● **Input records**
—————

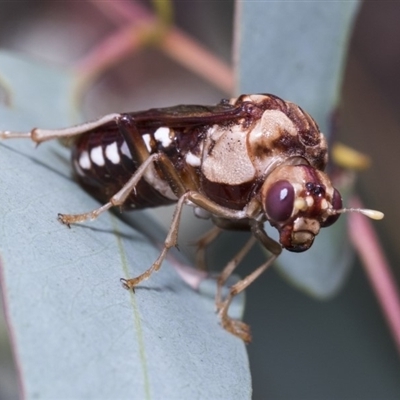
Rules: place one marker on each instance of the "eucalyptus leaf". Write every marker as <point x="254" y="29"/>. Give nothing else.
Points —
<point x="296" y="50"/>
<point x="76" y="333"/>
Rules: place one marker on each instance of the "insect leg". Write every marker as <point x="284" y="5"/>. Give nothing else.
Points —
<point x="42" y="135"/>
<point x="172" y="236"/>
<point x="208" y="237"/>
<point x="239" y="328"/>
<point x="230" y="267"/>
<point x="117" y="200"/>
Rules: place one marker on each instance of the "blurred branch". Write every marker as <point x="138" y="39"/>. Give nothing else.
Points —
<point x="376" y="266"/>
<point x="138" y="28"/>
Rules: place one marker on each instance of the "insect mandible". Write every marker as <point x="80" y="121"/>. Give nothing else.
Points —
<point x="243" y="162"/>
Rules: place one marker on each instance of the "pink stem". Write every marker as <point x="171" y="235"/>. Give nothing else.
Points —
<point x="376" y="266"/>
<point x="176" y="44"/>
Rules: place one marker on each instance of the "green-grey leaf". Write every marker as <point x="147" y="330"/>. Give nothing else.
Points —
<point x="296" y="50"/>
<point x="76" y="333"/>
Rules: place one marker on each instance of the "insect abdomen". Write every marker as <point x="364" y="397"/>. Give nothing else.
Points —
<point x="103" y="164"/>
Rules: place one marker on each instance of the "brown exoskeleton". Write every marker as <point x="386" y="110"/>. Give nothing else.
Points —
<point x="243" y="162"/>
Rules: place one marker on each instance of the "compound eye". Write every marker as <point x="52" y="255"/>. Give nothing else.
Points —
<point x="337" y="204"/>
<point x="280" y="201"/>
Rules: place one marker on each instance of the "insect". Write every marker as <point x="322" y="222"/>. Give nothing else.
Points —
<point x="243" y="162"/>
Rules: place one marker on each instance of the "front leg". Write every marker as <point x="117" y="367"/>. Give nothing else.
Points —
<point x="172" y="237"/>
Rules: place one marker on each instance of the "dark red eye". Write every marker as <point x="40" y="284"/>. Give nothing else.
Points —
<point x="280" y="201"/>
<point x="337" y="204"/>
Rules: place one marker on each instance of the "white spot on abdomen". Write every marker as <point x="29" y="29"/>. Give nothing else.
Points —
<point x="162" y="136"/>
<point x="112" y="153"/>
<point x="125" y="150"/>
<point x="96" y="155"/>
<point x="84" y="160"/>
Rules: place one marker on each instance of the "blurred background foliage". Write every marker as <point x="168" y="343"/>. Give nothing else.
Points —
<point x="301" y="348"/>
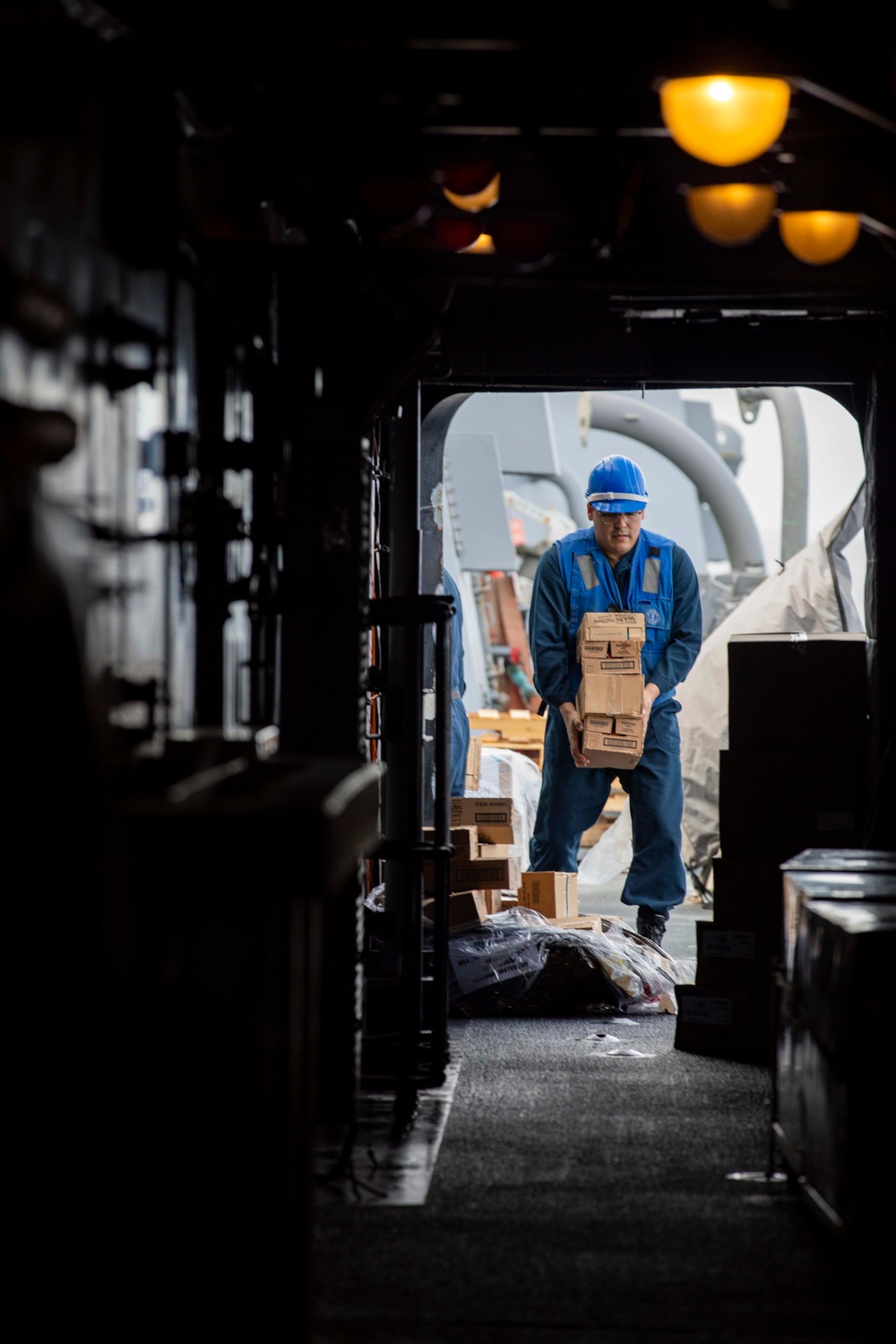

—————

● **Objective**
Gather every line in the listing above that contains the string "leaf", and reproduce each such line in full.

● **Response to this exercise**
Rules: place one marker on each instance of the "eucalyptus leaf". Write every marker as <point x="254" y="29"/>. Give nothing else.
Rules: place one marker on each instance of the "green-grey leaf". Write every marker as <point x="147" y="330"/>. Give nothing else.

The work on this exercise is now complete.